Locate each line below that contains the string "cluster" and copy those lines in full. Case counts.

......

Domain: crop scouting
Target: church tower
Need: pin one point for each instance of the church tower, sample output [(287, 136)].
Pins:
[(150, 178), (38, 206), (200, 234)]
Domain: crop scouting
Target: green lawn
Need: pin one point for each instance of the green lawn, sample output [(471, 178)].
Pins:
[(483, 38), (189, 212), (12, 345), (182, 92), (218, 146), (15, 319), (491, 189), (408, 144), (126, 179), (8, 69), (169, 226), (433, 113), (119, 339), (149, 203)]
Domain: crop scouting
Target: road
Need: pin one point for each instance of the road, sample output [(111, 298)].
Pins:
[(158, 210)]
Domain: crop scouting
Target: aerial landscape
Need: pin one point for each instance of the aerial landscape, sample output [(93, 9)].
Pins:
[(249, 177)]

......

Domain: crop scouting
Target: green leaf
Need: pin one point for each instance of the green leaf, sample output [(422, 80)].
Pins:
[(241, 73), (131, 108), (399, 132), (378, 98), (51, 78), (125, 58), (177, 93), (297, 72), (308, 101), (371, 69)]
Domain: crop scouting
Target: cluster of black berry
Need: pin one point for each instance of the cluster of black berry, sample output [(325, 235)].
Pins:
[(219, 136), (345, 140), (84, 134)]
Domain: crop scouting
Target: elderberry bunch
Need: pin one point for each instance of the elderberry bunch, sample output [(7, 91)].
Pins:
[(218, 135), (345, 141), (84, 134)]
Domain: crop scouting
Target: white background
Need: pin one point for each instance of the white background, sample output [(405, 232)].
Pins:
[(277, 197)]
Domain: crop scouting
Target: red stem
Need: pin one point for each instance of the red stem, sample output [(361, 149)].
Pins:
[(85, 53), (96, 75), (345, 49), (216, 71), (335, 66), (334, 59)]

......

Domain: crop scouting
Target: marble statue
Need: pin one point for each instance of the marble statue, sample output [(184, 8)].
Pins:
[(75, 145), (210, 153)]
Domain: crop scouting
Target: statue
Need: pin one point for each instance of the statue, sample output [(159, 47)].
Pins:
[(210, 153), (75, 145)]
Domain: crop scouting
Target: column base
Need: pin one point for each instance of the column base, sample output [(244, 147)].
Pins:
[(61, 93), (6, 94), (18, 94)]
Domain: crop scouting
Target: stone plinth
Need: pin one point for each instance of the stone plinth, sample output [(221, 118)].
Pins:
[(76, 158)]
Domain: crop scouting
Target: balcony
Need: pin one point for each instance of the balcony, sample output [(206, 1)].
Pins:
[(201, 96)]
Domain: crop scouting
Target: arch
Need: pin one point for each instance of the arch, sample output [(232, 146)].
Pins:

......

__EXERCISE RESPONSE__
Target: cluster of black berry
Need: pin one point for each instance of the cluster of black berry, sample output [(325, 235)].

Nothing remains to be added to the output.